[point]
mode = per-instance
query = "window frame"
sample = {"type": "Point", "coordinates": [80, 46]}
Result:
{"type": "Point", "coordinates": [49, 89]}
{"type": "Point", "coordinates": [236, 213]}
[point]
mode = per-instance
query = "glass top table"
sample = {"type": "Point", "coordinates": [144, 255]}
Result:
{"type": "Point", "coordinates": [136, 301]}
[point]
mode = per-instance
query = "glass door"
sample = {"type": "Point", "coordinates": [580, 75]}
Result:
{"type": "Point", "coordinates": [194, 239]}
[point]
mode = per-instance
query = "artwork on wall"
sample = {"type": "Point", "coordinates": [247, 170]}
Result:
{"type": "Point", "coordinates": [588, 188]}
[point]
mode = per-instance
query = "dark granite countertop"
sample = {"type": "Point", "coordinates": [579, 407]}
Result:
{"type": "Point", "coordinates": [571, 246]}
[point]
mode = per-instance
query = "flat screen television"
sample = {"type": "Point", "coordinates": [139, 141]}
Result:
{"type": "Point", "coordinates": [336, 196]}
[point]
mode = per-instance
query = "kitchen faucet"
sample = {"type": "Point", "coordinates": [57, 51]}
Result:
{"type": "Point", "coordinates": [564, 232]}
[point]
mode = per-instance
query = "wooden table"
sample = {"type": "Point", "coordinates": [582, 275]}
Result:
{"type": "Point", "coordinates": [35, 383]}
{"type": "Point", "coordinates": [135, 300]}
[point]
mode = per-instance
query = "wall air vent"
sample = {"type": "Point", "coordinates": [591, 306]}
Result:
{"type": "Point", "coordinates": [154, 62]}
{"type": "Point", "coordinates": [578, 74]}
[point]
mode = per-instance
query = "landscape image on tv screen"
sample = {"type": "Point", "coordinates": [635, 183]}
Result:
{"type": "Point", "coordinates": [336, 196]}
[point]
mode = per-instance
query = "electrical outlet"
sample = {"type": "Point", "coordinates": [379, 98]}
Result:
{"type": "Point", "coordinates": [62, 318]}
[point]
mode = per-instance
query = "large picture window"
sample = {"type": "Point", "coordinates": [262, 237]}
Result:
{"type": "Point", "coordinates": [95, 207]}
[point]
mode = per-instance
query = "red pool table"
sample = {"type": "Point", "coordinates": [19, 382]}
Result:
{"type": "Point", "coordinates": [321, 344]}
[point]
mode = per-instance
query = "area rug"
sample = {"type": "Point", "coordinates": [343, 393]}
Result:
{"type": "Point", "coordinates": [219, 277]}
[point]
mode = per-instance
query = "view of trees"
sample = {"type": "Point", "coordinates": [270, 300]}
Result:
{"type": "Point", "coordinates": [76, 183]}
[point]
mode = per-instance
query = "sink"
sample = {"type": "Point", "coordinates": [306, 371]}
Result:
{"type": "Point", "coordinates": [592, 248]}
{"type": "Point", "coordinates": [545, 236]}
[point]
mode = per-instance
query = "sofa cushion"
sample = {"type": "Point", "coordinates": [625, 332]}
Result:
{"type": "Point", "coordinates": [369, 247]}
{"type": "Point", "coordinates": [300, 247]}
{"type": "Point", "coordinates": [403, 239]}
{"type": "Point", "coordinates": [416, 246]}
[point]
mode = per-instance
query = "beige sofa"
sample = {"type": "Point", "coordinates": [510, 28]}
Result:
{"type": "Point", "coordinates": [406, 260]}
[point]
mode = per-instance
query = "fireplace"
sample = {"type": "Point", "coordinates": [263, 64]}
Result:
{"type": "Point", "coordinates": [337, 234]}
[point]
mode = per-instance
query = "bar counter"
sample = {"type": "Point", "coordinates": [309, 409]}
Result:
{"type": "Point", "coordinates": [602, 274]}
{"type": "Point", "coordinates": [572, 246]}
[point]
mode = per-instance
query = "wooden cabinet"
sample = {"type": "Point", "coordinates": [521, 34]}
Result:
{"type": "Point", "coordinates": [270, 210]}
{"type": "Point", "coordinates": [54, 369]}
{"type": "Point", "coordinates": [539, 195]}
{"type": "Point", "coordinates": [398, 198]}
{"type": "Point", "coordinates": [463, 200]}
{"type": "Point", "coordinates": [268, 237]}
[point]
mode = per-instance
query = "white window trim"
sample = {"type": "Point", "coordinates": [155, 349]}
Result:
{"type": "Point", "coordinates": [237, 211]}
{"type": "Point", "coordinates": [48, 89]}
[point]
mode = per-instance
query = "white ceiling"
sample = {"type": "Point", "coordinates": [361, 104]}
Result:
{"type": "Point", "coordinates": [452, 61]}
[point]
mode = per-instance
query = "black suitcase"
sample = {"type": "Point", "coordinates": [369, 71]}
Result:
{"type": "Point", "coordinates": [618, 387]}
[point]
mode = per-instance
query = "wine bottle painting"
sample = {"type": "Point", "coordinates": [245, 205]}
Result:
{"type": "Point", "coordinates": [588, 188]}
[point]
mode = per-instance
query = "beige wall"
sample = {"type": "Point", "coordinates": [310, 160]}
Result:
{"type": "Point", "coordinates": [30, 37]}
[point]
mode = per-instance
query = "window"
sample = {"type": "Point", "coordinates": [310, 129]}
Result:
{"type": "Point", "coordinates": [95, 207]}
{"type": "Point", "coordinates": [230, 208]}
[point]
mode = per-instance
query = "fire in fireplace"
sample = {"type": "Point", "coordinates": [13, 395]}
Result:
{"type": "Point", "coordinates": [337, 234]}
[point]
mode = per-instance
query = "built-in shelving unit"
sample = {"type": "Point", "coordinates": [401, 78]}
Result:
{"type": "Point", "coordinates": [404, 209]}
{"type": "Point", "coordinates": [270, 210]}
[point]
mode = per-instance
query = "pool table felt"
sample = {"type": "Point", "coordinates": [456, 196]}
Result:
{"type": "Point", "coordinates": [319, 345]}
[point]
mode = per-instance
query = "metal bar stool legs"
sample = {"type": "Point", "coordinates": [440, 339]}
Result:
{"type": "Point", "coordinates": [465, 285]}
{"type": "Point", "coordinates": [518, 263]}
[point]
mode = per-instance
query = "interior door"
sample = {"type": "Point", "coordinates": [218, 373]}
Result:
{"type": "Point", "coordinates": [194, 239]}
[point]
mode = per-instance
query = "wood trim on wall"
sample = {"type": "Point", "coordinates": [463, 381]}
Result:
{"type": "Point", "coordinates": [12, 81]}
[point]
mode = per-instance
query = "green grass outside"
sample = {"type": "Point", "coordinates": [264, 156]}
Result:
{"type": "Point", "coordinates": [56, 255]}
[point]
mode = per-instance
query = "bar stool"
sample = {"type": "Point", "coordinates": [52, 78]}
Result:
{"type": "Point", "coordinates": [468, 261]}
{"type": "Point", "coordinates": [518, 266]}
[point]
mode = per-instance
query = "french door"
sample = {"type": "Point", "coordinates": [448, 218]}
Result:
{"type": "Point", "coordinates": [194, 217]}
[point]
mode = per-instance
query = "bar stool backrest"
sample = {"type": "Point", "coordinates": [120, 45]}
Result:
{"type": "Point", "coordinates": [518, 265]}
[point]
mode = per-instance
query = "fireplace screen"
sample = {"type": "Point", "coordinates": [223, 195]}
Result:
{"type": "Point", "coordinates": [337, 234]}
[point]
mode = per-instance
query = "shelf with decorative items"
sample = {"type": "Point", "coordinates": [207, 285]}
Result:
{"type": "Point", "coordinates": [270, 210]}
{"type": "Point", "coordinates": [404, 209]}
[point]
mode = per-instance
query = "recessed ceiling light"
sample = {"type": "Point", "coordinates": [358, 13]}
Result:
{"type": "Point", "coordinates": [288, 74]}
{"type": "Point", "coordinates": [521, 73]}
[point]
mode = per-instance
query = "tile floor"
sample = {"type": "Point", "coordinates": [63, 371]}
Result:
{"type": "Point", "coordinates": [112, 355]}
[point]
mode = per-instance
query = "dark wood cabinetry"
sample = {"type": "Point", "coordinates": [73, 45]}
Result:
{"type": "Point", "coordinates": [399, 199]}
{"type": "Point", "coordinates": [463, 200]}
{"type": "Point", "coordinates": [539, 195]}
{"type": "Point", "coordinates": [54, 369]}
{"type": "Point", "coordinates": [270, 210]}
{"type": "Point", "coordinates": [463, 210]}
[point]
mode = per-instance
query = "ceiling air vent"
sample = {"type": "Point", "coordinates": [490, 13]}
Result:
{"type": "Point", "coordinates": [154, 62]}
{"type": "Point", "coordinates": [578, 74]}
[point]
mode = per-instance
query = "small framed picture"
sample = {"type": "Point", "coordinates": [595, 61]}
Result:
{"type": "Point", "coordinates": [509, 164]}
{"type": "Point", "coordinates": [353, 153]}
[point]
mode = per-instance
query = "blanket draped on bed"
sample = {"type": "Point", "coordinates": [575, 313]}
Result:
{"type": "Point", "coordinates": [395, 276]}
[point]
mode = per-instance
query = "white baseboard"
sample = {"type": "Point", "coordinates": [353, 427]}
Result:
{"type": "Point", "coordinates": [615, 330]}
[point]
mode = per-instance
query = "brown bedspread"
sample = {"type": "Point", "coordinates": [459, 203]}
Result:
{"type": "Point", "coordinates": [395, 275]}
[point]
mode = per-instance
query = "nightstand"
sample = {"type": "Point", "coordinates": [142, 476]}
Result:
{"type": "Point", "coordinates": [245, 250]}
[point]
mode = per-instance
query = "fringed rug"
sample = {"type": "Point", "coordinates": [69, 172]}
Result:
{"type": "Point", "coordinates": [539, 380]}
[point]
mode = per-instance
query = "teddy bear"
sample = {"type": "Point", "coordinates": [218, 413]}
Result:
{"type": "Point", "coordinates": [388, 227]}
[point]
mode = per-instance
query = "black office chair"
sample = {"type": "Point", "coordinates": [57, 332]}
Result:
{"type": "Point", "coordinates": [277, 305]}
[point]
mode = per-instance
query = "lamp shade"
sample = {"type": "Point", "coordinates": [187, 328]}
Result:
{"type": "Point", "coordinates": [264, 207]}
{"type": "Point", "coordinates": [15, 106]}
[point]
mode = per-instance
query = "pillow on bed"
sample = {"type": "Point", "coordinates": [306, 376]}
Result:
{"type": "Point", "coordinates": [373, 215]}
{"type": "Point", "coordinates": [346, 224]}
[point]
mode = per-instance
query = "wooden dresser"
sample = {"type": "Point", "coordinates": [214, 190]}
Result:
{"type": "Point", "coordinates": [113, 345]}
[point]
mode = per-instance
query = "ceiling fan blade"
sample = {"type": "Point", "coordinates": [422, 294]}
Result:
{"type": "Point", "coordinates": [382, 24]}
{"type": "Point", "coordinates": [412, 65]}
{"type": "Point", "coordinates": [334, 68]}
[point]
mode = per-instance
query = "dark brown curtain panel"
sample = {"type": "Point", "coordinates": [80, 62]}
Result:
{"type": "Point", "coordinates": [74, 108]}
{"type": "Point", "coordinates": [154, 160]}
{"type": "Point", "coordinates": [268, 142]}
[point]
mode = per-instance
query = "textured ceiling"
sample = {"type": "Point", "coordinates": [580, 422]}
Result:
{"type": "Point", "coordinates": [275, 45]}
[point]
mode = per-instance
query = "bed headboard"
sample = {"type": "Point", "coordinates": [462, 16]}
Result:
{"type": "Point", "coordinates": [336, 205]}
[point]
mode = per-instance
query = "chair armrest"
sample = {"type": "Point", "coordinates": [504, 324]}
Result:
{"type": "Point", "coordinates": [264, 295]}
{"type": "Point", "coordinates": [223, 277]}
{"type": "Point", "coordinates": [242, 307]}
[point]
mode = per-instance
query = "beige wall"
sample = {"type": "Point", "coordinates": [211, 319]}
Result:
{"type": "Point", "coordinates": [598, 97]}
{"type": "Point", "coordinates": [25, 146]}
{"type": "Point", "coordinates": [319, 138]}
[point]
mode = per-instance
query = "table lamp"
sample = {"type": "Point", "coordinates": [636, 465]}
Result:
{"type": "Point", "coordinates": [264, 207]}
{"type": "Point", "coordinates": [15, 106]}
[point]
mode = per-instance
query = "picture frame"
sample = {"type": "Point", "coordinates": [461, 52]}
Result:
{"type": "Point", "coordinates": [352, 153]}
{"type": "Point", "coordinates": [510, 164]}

What the task asks = Pull out every line of the records above that contains the string "fireplace". Matching is case-sensitive.

The answer =
query = "fireplace"
query = "fire in fireplace"
query = "fireplace screen"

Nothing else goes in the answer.